_DOCUMENT TEXT:_
I understand and agree with the point about subscriptions leading to an
incentive to keep users on the app. But this is also true for ads supported
ones. Dating apps have conflicting goals with user goals. That's why Tinder
grosses so much money - because it's a mostly hookup app where quantity
matters. So people keep coming back to the app and Tinder keeps making more
money.

I do think if the data for the vulnerable groups falls in the wrong hands, it
can destroy people's lives. Imagine an international student from Iran
visiting US and having a profile on Grindr. If this info somehow gets leaked
back home, his life is in danger next time they visit back home. This also has
higher chances of being used as blackmail material by someone else.

This is one of the cases which the 2 Nigerian brothers have against Jussie
Smollett's lawyers - the lawyers had made a claim that the brothers were
attracted to Jussie. The brothers make the claim it's not true and that also
puts their life in risk when they visit back home.

_WRITTEN EXERCISE 1:_
In the forum comment on dating apps, what reason is given for why Tinder grosses so much money?
_WRITTEN EXERCISE 2:_
Extract the passage of the forum comment on dating apps between "This is one" and "when they visit back home.", inclusive.

_DATASET:_
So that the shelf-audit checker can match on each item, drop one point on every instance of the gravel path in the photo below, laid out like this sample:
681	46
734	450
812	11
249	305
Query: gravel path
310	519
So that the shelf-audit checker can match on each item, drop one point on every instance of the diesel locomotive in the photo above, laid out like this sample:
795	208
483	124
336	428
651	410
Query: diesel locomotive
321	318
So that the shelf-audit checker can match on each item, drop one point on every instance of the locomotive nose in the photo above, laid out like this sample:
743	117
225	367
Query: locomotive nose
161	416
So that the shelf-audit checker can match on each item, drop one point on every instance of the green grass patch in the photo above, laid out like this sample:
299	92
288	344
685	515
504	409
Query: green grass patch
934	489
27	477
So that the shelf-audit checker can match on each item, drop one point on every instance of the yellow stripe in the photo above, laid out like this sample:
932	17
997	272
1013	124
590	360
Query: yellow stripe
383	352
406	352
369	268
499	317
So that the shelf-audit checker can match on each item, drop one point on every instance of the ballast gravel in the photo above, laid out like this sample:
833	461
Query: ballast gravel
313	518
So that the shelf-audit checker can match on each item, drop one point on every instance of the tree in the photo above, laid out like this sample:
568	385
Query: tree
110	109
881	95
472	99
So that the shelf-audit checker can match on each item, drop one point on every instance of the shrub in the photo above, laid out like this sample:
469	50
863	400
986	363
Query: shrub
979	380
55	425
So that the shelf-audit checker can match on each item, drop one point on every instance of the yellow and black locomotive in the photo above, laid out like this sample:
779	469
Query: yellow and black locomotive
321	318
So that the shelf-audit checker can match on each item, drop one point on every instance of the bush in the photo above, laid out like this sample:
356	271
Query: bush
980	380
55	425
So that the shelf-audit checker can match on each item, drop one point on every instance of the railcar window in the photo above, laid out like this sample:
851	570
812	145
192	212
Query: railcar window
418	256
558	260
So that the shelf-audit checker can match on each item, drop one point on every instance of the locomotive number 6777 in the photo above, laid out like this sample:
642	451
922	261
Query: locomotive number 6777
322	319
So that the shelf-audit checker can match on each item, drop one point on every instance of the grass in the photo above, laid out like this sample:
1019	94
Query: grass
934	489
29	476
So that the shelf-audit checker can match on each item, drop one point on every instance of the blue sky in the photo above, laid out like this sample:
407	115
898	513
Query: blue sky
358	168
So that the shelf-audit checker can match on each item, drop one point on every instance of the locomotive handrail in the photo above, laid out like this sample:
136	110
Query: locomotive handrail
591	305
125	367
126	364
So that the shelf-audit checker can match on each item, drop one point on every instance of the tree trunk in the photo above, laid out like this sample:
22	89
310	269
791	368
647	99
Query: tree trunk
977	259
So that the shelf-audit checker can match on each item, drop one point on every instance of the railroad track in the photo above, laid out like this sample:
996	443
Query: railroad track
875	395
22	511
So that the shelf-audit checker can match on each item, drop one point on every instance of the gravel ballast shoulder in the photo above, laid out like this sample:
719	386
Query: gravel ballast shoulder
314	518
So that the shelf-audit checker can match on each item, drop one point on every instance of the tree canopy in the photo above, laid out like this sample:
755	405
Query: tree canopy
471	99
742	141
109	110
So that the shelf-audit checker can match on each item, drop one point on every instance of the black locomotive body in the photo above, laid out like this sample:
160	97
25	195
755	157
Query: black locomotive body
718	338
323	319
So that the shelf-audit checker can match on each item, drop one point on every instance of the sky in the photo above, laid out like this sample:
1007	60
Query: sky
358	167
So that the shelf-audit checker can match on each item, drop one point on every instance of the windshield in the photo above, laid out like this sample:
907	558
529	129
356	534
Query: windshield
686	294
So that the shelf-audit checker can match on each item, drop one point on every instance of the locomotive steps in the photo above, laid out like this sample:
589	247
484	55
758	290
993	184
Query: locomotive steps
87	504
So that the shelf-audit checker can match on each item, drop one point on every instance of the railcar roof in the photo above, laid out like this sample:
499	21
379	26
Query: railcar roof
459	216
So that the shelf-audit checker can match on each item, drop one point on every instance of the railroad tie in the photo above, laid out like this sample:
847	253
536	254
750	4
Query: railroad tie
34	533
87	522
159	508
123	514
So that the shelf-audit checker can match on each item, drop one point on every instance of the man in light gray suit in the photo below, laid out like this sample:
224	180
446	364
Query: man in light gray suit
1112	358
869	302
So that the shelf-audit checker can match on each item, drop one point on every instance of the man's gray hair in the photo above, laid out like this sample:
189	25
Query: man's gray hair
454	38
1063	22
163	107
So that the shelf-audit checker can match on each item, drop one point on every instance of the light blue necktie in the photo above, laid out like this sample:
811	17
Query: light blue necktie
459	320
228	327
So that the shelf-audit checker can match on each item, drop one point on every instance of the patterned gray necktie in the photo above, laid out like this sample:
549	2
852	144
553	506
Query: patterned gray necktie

_RESPONSE 1:_
It is mostly a hookup app where quantity matters.

_RESPONSE 2:_
This is one of the cases which the 2 Nigerian brothers have against Jussie
Smollett's lawyers - the lawyers had made a claim that the brothers were
attracted to Jussie. The brothers make the claim it's not true and that also
puts their life in risk when they visit back home.